__What you should do__:
Everything from the line that contains "the side window." through the final line of the records should be written out exactly, and nothing outside that span.

BEGIN Given records

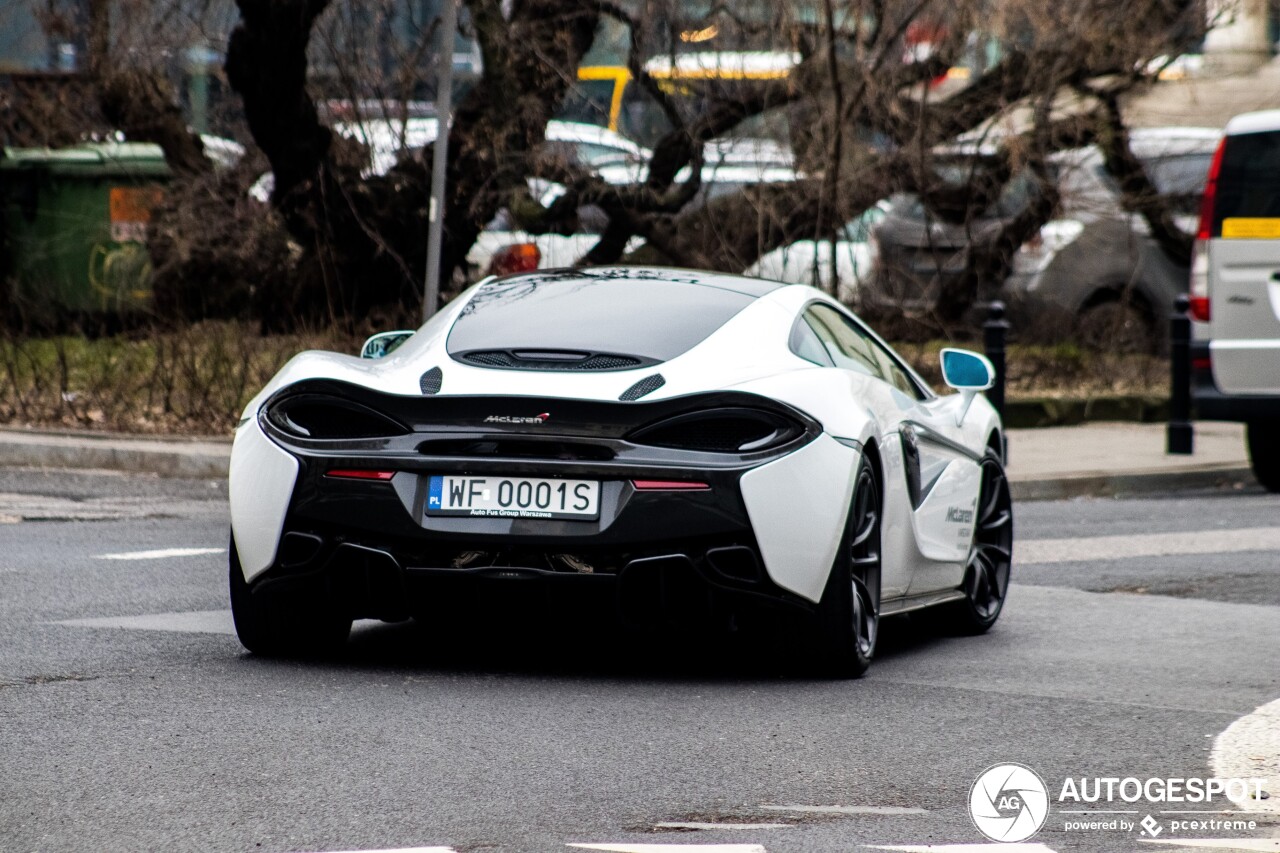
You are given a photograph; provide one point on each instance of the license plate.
(512, 497)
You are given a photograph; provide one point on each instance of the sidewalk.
(1100, 459)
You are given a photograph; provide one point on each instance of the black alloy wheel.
(986, 579)
(849, 614)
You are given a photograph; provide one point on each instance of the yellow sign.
(1240, 228)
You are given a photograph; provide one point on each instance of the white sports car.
(682, 446)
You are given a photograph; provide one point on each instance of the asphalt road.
(131, 720)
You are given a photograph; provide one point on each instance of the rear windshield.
(1248, 183)
(650, 315)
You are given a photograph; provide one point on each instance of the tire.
(1260, 436)
(273, 626)
(848, 621)
(1116, 325)
(986, 578)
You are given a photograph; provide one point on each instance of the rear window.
(613, 318)
(1014, 196)
(1248, 183)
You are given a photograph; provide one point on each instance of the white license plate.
(512, 497)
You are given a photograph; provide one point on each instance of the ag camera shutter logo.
(1009, 803)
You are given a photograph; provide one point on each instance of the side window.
(846, 346)
(853, 349)
(804, 342)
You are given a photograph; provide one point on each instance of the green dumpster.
(74, 226)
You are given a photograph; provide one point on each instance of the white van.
(1235, 290)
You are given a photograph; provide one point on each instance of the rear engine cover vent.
(721, 430)
(432, 381)
(645, 386)
(549, 360)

END Given records

__Solution below__:
You are given a photograph; provide one point on each instance of the side window.
(846, 346)
(853, 349)
(804, 342)
You are given a photograph; provide one point on each instance of the green dumpster.
(74, 226)
You are given a photograph; provide one point on each instance of the white van.
(1235, 290)
You are given a photograph; provide one point on each instance of the rear engine cover vent.
(721, 430)
(432, 381)
(645, 386)
(549, 360)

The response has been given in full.